> WHAT IS BEING ASKED
Go through the entries and transcribe each one exactly, dropping the pictures.

-- START OF DATA PROVIDED --

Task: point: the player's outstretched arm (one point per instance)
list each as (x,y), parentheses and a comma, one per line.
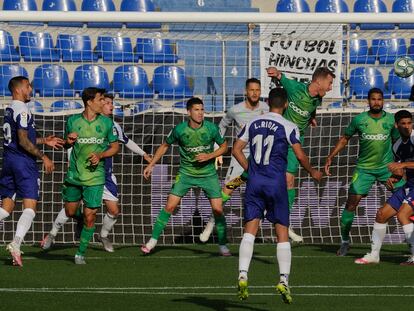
(202,157)
(157,156)
(238,154)
(342,142)
(304,161)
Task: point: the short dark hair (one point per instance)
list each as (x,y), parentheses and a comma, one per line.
(252,80)
(15,82)
(375,90)
(90,93)
(402,114)
(194,101)
(109,95)
(277,98)
(322,72)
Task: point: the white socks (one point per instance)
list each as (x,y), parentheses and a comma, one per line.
(107,224)
(60,220)
(23,225)
(284,259)
(378,235)
(245,254)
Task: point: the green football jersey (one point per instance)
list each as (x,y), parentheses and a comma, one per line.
(301,105)
(375,139)
(191,142)
(93,137)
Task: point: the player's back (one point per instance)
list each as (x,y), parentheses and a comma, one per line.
(17,116)
(269,137)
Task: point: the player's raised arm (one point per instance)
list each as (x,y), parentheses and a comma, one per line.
(342,142)
(157,156)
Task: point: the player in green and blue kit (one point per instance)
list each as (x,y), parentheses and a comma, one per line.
(376,131)
(195,138)
(93,138)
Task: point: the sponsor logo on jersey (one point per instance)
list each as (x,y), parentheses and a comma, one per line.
(374,136)
(90,140)
(299,111)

-- END OF DATA PROVIDED --

> COMPLETE OUTPUT
Task: point: the player's outstretched arm (one point per instance)
list each as (x,y), parentheses and a comma, one per line.
(202,157)
(157,156)
(238,154)
(342,142)
(304,161)
Task: point: the short dark hair (one point per instance)
list each as (x,y), parentheses and a comma, one per line.
(252,80)
(15,82)
(375,90)
(90,93)
(402,114)
(194,101)
(109,95)
(277,98)
(322,72)
Task: point: the white socks (one point per instance)
list each as (x,y), parentheses and a comma, one per line.
(107,224)
(60,220)
(23,225)
(284,259)
(378,235)
(245,254)
Task: point: the green football jersey (one point per instance)
list each as (x,y), parentheses and a comma, one per line.
(301,105)
(375,139)
(191,142)
(93,137)
Task: point: the player's back (one point per instance)
list each as (x,y), parentheses and a comma, one per line.
(17,116)
(269,137)
Task: point: the player's raised arm (one point per instance)
list each as (x,y), parentheses and a comma, one per line.
(342,142)
(157,156)
Task: point: the player in green and blue kit (one point per instance)
list each as (x,y), parentheses and a comma, one per line.
(376,131)
(195,138)
(93,138)
Task: point: the sponsor logo on jersey (one point per instance)
list each as (x,y), parentheses and a comma, one per line.
(374,136)
(90,140)
(299,111)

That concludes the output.